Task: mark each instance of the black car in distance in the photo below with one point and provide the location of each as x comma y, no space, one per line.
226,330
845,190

_ _ _ _ _ _ _

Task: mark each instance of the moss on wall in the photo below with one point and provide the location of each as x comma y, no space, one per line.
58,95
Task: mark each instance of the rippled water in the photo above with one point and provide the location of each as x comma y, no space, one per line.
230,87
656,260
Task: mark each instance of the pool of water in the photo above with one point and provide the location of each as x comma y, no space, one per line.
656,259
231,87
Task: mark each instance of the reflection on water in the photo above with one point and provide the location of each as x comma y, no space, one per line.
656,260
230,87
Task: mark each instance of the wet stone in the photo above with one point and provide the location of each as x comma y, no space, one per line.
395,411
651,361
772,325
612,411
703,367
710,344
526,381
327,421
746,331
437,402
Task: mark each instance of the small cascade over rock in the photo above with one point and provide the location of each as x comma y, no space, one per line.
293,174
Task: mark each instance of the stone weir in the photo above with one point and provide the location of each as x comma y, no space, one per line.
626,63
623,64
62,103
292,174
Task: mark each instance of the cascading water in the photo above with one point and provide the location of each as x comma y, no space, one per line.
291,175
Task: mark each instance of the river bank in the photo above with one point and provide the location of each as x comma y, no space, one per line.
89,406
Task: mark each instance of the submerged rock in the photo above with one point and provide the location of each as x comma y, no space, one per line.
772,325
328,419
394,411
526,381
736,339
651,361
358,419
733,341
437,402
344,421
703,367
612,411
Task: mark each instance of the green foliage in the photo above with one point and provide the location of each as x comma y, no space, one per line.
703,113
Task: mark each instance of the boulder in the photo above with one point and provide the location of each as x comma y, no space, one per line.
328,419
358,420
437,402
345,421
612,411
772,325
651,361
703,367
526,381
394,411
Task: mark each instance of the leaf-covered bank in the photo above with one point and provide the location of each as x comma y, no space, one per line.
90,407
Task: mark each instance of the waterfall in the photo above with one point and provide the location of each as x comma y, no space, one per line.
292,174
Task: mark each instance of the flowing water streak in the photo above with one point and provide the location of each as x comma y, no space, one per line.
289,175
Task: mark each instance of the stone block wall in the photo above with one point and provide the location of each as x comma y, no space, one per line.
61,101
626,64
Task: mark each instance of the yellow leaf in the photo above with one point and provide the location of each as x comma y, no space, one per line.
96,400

_ _ _ _ _ _ _

**Short problem:**
Pick out every line in the material above that contains the word "below", and copy each of those lines in full.

**Output for this exercise:**
Task: mark each instance of the black car in distance in the photo below with one point and provide the location of each as x comma y, no space, one per line.
Task: mark each instance of the moss on wall in the photo below with one point and provide the location of each as x comma y, no space, one per line.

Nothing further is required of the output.